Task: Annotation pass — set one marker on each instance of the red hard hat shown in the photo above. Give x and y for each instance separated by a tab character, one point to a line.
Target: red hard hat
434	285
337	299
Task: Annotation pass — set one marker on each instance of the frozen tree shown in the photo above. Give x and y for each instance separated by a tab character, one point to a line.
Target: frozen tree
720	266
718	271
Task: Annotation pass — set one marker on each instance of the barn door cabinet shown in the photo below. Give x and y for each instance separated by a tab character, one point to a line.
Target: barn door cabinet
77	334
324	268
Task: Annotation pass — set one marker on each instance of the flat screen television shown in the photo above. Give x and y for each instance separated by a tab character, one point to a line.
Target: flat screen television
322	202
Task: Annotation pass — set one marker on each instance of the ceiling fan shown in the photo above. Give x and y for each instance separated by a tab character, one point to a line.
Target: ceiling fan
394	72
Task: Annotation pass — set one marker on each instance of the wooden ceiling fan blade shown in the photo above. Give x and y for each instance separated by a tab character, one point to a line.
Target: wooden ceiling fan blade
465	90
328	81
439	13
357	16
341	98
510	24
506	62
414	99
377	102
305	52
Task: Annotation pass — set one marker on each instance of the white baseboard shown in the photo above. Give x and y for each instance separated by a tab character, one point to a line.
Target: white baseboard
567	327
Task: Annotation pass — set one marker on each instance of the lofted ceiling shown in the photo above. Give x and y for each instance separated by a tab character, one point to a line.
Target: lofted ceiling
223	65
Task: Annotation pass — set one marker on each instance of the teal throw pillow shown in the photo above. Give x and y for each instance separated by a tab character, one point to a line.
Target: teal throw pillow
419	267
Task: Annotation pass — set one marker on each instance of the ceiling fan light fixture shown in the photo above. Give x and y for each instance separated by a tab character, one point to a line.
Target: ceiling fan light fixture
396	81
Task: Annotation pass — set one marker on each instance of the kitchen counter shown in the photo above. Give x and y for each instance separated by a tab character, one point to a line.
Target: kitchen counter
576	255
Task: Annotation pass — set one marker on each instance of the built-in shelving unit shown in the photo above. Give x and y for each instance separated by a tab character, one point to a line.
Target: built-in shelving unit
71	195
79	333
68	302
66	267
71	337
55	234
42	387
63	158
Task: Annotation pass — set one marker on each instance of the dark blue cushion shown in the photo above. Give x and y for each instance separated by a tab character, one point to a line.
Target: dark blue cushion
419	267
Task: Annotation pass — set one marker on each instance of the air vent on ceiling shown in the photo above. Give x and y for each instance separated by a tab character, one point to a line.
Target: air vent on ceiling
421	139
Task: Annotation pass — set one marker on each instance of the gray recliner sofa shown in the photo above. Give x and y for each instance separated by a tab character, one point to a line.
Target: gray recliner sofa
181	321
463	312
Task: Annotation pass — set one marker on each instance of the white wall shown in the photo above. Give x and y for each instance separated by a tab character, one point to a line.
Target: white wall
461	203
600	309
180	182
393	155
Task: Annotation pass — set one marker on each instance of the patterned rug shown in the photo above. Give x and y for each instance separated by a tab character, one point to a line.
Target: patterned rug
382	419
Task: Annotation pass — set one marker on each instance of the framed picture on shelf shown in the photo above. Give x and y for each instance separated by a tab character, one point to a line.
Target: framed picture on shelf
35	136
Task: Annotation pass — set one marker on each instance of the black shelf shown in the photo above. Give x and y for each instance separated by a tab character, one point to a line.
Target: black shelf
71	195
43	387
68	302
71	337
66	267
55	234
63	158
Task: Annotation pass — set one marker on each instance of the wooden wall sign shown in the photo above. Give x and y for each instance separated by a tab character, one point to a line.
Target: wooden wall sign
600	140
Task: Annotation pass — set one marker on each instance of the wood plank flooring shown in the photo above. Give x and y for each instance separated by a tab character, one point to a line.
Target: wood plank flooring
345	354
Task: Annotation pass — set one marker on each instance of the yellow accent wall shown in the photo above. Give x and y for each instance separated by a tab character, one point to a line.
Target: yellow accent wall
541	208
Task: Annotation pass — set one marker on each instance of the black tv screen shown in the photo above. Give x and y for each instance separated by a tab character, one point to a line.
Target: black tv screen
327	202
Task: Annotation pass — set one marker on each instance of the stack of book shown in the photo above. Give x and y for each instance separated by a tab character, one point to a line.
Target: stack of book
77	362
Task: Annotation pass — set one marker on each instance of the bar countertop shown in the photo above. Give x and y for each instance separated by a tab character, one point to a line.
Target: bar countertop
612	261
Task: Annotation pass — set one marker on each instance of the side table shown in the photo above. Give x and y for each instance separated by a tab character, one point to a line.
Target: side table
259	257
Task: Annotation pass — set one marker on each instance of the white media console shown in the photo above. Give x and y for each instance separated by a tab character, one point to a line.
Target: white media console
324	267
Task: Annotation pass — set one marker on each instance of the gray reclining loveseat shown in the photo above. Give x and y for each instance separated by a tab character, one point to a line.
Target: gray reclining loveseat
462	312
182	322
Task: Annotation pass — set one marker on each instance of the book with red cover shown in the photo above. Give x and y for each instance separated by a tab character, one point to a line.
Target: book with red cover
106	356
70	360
* * *
> _WORK ITEM_
Exact reproduction is required. Give the lines of the data from its first line through the line containing "ceiling fan shown", and no others.

> _RESPONSE BOX_
Task: Annotation pass — set one marker on each instance of the red hard hat shown in the photo above. Give x and y for each instance separated by a tab character, one point to a line.
Target: red hard hat
434	285
337	299
Task: Annotation pass — set one marker on each instance of the frozen tree shown in the photo above. Give x and y for each instance separated by a tab character, one point to a line.
Target: frozen tree
720	266
718	271
Task: Annotation pass — set one marker on each instance of the barn door cabinet shown in the photo below. Give x and y for each instance separated by a tab character, one point to a line.
Target: barn door cabinet
77	334
324	268
Task: Annotation pass — set one marker on each instance of the flat screen television shown in the photo above. Give x and y for each instance separated by a tab character, one point to a line.
Target: flat screen television
322	202
Task: Annotation pass — set one marker on each instance of the ceiling fan shown in the photo above. Give x and y for each instance separated by a tab character, one point to a line.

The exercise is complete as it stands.